> **Material to process**:
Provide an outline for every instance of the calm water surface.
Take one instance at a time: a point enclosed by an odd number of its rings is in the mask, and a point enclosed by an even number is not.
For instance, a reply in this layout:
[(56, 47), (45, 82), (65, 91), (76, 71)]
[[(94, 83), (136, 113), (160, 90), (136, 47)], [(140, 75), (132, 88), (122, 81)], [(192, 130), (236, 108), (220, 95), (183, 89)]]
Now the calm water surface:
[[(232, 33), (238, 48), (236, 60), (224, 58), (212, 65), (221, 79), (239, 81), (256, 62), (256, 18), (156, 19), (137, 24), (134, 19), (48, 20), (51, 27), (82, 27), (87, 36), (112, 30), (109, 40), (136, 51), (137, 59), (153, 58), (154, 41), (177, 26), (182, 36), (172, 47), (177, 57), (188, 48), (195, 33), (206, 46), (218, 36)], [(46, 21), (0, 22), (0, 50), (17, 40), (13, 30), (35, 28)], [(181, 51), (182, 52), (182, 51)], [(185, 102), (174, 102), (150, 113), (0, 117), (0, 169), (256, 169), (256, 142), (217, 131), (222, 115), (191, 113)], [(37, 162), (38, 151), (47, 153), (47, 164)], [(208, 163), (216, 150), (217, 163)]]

> **Exercise description**:
Update the rows above so that every "calm water surface" reads "still water surface", and leave everything else unchanged.

> **The output**:
Provide an outline for every instance of the still water surface.
Take one instance at a time: a point enclosed by an odd number of its rings is in the mask, and a point enclosed by an even number is not.
For instance, a reply in this layout:
[(56, 47), (45, 82), (65, 91), (76, 71)]
[[(94, 83), (136, 113), (160, 90), (136, 47)], [(140, 75), (132, 88), (122, 81)], [(192, 130), (236, 108), (220, 95), (183, 89)]]
Now the still water surface:
[[(232, 33), (238, 48), (236, 60), (224, 58), (212, 65), (221, 79), (239, 81), (256, 62), (256, 18), (156, 19), (137, 24), (134, 19), (48, 20), (51, 27), (82, 27), (87, 36), (112, 30), (109, 40), (136, 51), (137, 59), (153, 58), (154, 41), (177, 26), (182, 36), (172, 47), (177, 57), (188, 48), (195, 33), (206, 46), (218, 36)], [(46, 21), (0, 22), (0, 50), (17, 40), (13, 30), (35, 28)], [(181, 51), (182, 52), (182, 51)], [(185, 102), (174, 102), (150, 113), (0, 117), (0, 169), (256, 169), (256, 142), (217, 131), (222, 115), (191, 113)], [(37, 162), (38, 151), (47, 153), (47, 164)], [(208, 163), (216, 150), (217, 163)]]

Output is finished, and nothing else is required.